____ STUDY TEXT

Sometimes a Great Prediction
Five years ago, I compared Social Security to the Titanic. Insolvency played the part of fatal iceberg. On Monday I noted that the first stage of insolvency — projected back then to take place in 2017 — has been refigured to arrive early. This year.
So much for our leaders’ plan of “not putting off till tomorrow what can be put off a decade.” Decades sure aren’t what they used to be.
Neither are the budget numbers politicians throw around. Take the Democrats’ just-passed medical reform package. Do you really believe it will save us money?
Who’s right depends on the reliability of the reform package’s cost projections. And, from what I can tell, those projections are filled with trickery.
A typical sleight of hand is to project ten years in advance, and extoll how that decade’s first years don’t add much burden to the taxpayer. But that’s only because chunks of the programs stagger into effect over the first half of the decade.
But before you go poring over the bill’s two thousand and more pages, checking the numbers, ask yourself: When have government economists correctly predicted costs of a major new entitlement?
Take Medicare. Initial projections for catastrophic coverage were half of the real amount; Medicare as a whole grew nine times over its promised size; and the costs of Medicare’s Disproportionate Share Hospital Adjustment program proved 17 times higher than originally predicted.
Congress is in the business of making bad law, not good prophecy.
This is Common Sense. I’m Paul Jacob.

________
____ DATA EXCERPTS

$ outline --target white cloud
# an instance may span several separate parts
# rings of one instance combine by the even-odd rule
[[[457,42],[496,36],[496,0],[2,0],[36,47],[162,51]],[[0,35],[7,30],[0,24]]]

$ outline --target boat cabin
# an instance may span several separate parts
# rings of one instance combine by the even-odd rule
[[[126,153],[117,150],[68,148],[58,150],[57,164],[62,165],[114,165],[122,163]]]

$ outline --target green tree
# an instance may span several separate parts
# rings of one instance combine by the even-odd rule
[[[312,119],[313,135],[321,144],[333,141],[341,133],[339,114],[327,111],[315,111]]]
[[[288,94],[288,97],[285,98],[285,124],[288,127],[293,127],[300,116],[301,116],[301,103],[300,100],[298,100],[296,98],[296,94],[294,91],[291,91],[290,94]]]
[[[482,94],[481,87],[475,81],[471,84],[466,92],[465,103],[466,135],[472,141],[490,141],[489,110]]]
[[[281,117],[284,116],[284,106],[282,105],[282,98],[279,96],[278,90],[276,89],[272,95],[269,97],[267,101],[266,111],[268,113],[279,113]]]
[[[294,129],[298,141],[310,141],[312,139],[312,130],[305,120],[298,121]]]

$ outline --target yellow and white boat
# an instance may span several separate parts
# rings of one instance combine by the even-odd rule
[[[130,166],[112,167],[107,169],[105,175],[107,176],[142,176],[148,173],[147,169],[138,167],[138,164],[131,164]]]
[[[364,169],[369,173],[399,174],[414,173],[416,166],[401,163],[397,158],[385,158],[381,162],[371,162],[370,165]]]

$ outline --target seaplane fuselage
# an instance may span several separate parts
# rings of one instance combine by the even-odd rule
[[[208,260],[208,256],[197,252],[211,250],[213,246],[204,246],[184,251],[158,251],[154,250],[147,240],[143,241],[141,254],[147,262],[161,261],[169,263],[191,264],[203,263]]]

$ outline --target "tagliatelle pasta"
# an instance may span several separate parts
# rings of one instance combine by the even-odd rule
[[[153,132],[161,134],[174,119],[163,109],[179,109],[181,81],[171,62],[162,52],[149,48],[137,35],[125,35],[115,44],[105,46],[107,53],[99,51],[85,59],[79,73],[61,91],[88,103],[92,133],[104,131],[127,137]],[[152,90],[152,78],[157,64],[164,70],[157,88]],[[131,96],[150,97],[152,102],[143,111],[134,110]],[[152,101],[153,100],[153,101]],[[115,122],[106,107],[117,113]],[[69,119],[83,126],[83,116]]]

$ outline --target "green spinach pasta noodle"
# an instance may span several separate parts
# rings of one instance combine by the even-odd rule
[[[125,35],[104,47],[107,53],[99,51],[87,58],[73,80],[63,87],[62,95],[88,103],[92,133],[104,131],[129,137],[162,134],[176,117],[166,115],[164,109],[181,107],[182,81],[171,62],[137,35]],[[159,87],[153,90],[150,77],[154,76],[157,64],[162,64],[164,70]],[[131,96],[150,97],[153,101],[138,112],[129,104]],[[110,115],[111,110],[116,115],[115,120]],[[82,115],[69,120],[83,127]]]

________

Reproduce the passage of the Social Security commentary starting with "So much for" and going on through "filled with trickery.".

So much for our leaders’ plan of “not putting off till tomorrow what can be put off a decade.” Decades sure aren’t what they used to be.
Neither are the budget numbers politicians throw around. Take the Democrats’ just-passed medical reform package. Do you really believe it will save us money?
Who’s right depends on the reliability of the reform package’s cost projections. And, from what I can tell, those projections are filled with trickery.